SUPPLIED TEXT:
Foreign travel advice
Thomas Cook is planning final six repatriation flights from The Gambia on Friday 20 January. Any flight-only customers that have not yet been in contact to arrange their flight back to the UK should call Thomas Cook on +44 161 774 2966 as soon as possible for details of their allocated flight.
Passengers due to fly should arrive at Banjul International Airport at least four hours prior to departure.
The Foreign and Commonwealth Office advise against all travel to the city of Banjul. This is the area on Banjul Island around State House, a potential flashpoint in the event of a military intervention. This is well away from the tourist areas.
The FCO also advise against all but essential travel to The Gambia as a whole (including Banjul airport) due to ongoing political uncertainty and potential military intervention following the Presidential elections on 1 December 2016. If you’re currently in The Gambia you should leave by commercial means if you have no essential need to remain. Contact your airline or travel company for more information about departure options.
The incumbent President, Yahya Jammeh, continues to contest the election results at the Supreme Court, while the President elect, Mr. Adama Barrow, has left the country. The Economic Community of West African States (ECOWAS) has stated it may intervene, including possible military action, if President Jammeh doesn’t step down on the scheduled handover date of 18/19 January 2017.
This has led to intransigence on the part of the sitting government, resulting in reports that it has started to take restrictive measures, including shutting down opposition radio stations and making politically motivated arrests. The potential for military intervention and civil disturbance is high and could result in Banjul International Airport being closed at short notice.
You should follow events closely, take extra care, keep in regular contact with your tour operator and airline and continue to monitor travel advice and social media updates in case tensions rise as the current political deadlock continues. Avoid large crowds and avoid discussing politically sensitive topics in public. Read more about how to be prepared in case of a possible crisis
There is an underlying threat from terrorism. You should be vigilant after recent attacks in Cote d’Ivoire, Mali and Burkina Faso, especially in places visited by foreigners. See Terrorism
It hasn’t always been possible for the British Embassy to gain early access to detained British nationals in The Gambia. If you’re living in The Gambia, you should contact the British Embassy who will be able to advise on how to contact consular staff in the event of an emergency.
Some foreign nationals have been detained by the police in relation to homosexuality and there has been a recent increase in inflammatory homophobic rhetoric across the country. See Local laws and Customs
There are a number of checkpoints operating in and around the capital. Expect your vehicle to be searched if you’re stopped by security forces.
Most visits to The Gambia are trouble-free although independent travellers are at increased risk due to the lack of local support in an emergency. If you’re travelling independently, make sure next of kin in the UK have details of your itinerary and keep in regular touch. Take out comprehensive travel and medical insurance before you travel.
The Gambia has provision in law for the implementation of the death penalty for a number of crimes including arson, murder and treason. See Local laws and Customs
Take care when swimming in the sea. Tides, waves and under currents can all be very strong.

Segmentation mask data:
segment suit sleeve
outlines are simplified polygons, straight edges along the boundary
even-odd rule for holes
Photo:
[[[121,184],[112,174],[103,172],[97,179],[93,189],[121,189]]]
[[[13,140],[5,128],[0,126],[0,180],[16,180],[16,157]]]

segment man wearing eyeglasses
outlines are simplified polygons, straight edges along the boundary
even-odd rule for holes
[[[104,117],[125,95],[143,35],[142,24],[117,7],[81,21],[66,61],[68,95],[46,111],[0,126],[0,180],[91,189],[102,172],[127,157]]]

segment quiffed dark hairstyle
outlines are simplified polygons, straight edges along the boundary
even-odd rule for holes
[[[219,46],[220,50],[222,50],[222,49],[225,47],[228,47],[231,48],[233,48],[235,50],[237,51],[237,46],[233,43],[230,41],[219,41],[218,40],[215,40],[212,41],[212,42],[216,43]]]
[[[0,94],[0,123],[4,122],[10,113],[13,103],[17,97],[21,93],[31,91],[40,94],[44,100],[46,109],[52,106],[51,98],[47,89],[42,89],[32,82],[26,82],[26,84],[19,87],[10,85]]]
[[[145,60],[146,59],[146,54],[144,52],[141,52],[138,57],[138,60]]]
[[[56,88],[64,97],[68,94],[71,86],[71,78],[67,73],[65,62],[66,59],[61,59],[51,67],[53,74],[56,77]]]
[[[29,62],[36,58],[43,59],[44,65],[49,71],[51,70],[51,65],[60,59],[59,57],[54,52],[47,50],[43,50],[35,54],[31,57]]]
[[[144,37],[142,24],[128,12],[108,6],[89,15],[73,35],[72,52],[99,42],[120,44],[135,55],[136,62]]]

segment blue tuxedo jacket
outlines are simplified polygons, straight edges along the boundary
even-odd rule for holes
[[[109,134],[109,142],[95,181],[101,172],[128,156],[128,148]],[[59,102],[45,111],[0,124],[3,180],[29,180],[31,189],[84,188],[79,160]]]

YOUR TASKS:
1. According to the travel advice, how long before departure should passengers arrive at Banjul International Airport?
2. Return everything in the travel advice from "The Foreign and" down to "about departure options.".

TASK-BY-TASK SOLUTIONS:
1. At least four hours prior to departure.

2.
The Foreign and Commonwealth Office advise against all travel to the city of Banjul. This is the area on Banjul Island around State House, a potential flashpoint in the event of a military intervention. This is well away from the tourist areas.
The FCO also advise against all but essential travel to The Gambia as a whole (including Banjul airport) due to ongoing political uncertainty and potential military intervention following the Presidential elections on 1 December 2016. If you’re currently in The Gambia you should leave by commercial means if you have no essential need to remain. Contact your airline or travel company for more information about departure options.